--- START ---

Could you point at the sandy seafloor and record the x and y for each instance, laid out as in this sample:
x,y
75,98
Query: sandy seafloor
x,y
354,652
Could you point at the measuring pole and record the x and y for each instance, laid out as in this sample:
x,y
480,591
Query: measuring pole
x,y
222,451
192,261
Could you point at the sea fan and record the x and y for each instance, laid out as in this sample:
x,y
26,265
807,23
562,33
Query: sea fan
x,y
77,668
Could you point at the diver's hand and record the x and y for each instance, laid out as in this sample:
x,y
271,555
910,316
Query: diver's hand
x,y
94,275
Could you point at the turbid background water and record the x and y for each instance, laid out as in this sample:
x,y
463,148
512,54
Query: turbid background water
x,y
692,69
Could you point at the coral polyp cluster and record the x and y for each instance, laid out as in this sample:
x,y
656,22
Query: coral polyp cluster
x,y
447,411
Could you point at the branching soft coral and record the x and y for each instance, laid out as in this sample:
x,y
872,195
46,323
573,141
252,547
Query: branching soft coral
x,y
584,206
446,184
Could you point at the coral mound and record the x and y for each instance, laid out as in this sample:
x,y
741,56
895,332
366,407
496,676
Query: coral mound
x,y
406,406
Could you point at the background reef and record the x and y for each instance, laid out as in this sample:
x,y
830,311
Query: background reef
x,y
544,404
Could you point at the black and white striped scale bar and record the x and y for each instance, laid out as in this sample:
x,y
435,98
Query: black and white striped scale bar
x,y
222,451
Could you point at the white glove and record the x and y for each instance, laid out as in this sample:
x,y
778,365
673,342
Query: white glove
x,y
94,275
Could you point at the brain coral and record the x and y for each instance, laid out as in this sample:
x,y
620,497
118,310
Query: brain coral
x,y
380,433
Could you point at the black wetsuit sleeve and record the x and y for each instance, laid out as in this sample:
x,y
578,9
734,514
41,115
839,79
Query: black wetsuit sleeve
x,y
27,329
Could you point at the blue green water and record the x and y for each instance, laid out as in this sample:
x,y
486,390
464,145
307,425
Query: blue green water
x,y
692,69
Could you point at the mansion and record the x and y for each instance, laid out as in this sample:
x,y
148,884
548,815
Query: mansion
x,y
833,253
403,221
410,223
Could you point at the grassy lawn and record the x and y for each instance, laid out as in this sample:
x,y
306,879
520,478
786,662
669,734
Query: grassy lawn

--- END ---

■ **WHAT THE EXERCISE ASKS**: All lines in the records above with "grassy" need to be found and copied.

■ **SOLUTION FOR THIS EXERCISE**:
Could you point at the grassy lawn and record the x and y for each instance, laid out as in this sample:
Query: grassy lawn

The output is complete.